DIRECTIONS:
Starting at the line with "Where can the mountain" and going on through the line with "Where can the white cloud", reproduce each line in the records below exactly and nothing more.

Stored data entries:
========

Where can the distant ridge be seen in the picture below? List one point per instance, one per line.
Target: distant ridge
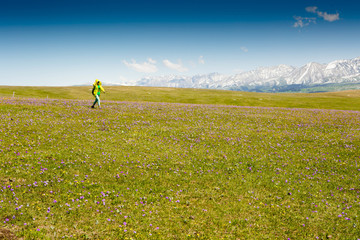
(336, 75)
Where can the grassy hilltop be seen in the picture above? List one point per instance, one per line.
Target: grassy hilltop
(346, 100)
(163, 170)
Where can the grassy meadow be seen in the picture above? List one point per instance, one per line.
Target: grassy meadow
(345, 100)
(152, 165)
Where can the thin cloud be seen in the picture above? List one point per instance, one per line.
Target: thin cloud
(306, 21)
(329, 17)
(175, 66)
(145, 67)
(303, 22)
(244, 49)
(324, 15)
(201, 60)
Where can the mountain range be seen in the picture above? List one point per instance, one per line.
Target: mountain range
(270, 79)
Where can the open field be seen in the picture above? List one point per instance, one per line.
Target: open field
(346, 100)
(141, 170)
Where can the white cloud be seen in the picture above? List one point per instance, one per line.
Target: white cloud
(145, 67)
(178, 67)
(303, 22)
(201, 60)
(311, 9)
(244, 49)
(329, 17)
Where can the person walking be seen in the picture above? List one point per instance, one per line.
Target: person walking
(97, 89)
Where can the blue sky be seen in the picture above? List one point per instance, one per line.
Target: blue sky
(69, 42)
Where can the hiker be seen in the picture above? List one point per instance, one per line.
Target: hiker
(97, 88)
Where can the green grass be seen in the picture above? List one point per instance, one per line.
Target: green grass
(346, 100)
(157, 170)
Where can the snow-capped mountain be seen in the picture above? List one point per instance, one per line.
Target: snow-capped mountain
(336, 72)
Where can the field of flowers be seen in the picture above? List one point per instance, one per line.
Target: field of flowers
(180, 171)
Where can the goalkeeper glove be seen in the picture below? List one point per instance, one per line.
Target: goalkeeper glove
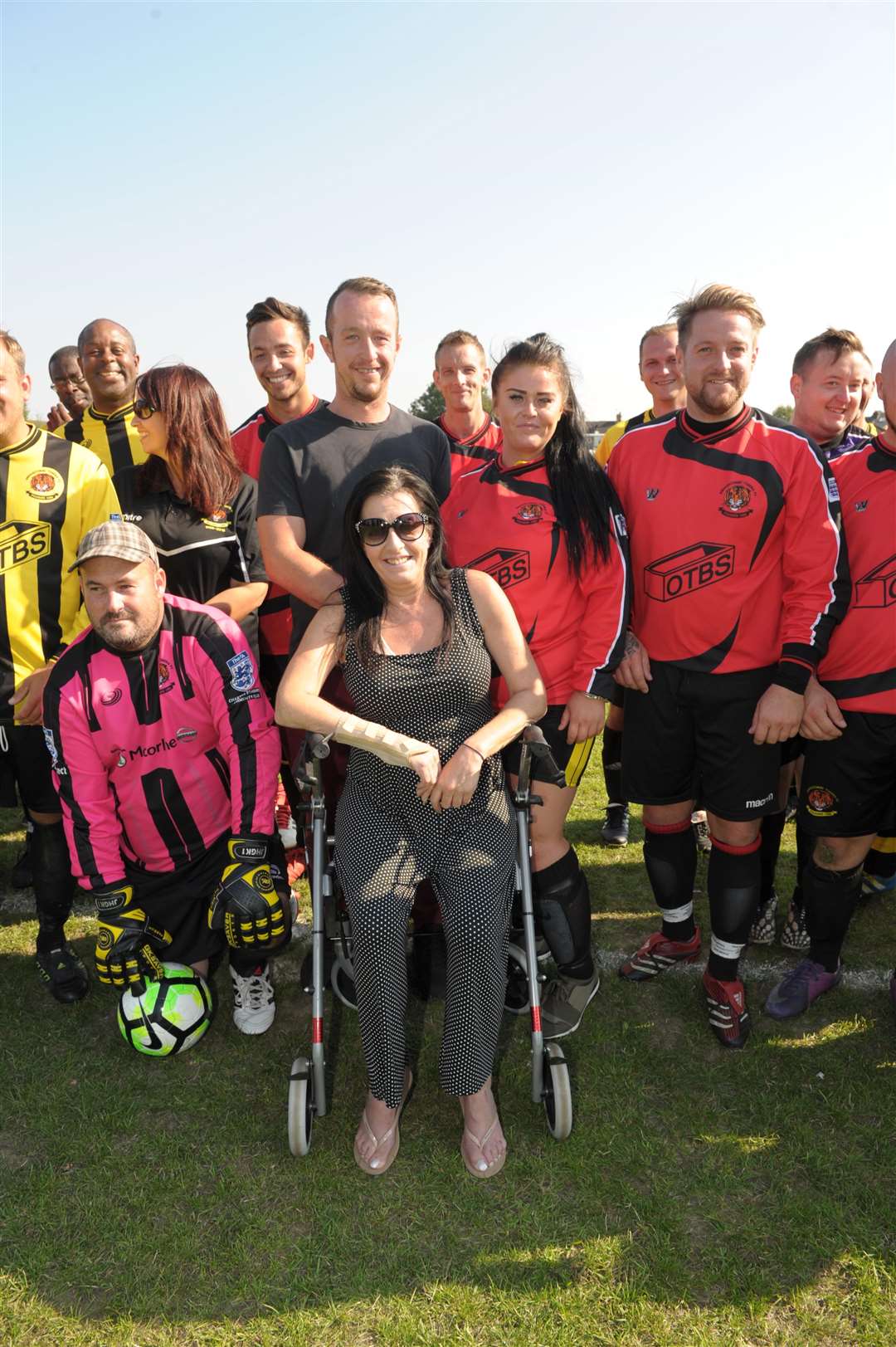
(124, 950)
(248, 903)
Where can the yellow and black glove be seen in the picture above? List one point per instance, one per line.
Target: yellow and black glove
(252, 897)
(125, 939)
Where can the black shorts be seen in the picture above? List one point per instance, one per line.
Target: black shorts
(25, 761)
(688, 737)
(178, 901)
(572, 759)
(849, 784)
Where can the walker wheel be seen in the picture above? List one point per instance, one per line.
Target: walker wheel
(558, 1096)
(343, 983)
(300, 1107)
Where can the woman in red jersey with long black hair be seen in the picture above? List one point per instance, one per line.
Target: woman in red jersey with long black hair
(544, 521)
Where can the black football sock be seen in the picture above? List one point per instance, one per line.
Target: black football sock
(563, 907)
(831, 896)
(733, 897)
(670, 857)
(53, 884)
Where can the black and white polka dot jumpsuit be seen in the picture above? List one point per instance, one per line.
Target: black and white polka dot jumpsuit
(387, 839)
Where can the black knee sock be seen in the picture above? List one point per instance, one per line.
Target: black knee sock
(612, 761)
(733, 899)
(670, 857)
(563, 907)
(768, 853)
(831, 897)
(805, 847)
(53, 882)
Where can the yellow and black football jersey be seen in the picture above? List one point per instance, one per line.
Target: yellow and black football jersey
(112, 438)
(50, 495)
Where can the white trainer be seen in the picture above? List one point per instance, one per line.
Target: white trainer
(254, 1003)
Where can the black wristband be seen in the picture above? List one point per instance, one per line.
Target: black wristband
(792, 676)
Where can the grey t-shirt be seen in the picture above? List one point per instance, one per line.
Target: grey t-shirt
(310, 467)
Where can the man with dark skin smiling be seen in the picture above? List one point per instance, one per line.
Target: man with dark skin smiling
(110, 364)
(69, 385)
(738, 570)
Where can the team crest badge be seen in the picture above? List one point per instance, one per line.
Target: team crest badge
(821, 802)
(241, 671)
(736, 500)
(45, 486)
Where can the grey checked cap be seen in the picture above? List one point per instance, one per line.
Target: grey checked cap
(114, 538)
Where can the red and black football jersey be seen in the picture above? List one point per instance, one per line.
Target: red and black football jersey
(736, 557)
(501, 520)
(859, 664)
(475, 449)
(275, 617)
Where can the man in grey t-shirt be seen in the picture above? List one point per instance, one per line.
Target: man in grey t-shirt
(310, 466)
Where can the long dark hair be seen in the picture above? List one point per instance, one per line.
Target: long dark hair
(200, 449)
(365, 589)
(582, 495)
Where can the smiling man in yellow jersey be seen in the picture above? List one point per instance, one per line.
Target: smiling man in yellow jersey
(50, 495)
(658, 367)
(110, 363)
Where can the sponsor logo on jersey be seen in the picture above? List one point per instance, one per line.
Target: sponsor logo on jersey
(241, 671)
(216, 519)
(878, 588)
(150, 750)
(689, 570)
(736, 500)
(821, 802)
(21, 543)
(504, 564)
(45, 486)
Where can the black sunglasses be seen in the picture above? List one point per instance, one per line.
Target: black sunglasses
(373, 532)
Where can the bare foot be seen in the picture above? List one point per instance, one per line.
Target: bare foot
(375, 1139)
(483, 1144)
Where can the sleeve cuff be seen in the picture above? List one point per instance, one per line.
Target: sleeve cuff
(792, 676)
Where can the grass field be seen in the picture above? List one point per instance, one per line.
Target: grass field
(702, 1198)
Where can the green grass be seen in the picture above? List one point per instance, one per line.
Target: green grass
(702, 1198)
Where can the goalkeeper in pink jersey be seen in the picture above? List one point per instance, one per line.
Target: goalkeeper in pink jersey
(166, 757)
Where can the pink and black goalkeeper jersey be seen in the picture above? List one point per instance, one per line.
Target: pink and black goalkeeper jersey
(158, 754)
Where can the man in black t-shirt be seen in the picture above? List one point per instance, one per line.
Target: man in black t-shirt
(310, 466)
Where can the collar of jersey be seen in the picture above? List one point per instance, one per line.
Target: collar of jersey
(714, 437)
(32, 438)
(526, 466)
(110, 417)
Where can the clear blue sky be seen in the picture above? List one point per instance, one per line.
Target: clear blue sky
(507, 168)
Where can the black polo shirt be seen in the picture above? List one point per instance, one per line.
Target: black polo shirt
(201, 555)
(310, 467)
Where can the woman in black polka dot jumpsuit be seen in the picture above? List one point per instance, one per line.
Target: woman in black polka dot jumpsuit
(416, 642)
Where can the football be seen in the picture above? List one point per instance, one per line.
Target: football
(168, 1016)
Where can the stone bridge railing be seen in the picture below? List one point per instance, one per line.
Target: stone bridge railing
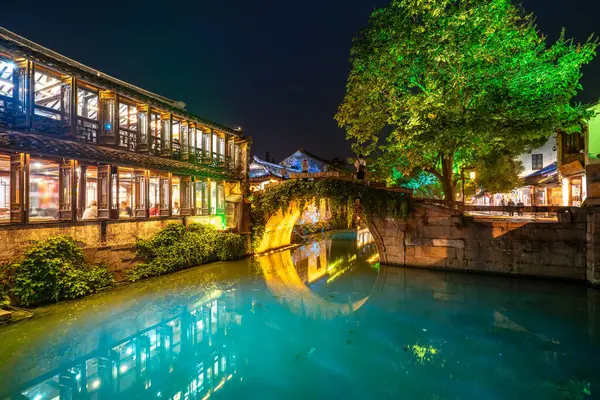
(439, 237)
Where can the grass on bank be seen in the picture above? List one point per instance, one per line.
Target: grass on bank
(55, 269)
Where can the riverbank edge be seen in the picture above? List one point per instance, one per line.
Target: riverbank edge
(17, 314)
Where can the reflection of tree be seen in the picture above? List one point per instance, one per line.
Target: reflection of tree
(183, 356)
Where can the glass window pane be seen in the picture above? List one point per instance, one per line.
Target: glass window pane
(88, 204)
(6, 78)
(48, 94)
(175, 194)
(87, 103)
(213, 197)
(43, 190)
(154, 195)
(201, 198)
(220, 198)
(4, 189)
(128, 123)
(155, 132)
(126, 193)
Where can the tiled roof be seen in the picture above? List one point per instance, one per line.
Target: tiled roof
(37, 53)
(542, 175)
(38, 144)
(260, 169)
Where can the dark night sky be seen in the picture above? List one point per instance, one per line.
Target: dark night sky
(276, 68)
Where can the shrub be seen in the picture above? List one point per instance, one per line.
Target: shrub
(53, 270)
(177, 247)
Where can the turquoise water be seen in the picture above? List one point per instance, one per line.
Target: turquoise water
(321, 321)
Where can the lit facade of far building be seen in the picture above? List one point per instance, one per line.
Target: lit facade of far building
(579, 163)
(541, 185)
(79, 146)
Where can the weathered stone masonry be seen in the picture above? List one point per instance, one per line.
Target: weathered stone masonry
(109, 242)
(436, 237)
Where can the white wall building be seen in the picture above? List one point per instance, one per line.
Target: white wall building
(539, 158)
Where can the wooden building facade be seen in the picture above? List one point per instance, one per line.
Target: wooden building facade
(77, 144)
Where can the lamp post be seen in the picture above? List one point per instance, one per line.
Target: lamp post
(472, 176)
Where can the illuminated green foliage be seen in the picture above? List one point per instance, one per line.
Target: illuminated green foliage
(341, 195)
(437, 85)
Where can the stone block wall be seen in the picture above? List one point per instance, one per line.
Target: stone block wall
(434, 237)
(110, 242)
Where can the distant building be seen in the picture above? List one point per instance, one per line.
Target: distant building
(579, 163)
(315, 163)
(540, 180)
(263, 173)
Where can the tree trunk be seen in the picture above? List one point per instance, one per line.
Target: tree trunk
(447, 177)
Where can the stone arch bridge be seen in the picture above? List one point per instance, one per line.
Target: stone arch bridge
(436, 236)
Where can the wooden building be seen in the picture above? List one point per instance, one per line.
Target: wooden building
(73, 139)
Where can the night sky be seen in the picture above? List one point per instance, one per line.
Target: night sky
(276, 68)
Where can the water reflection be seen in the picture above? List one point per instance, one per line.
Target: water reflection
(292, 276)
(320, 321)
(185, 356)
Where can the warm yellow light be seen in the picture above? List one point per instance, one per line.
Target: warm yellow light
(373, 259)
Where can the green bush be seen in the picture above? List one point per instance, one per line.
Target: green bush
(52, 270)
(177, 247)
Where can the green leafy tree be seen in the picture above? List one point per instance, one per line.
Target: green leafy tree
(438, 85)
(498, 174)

========

SOLUTION TO THE EXERCISE:
Where can the mountain range be seen in the picture above? List one point per instance, one per line.
Target: mountain range
(270, 79)
Where can the open field be seen in the picture above? List one point per instance, one per line.
Target: open field
(346, 100)
(141, 170)
Where can the white cloud be seen in the picture above? List one point per instance, one per line.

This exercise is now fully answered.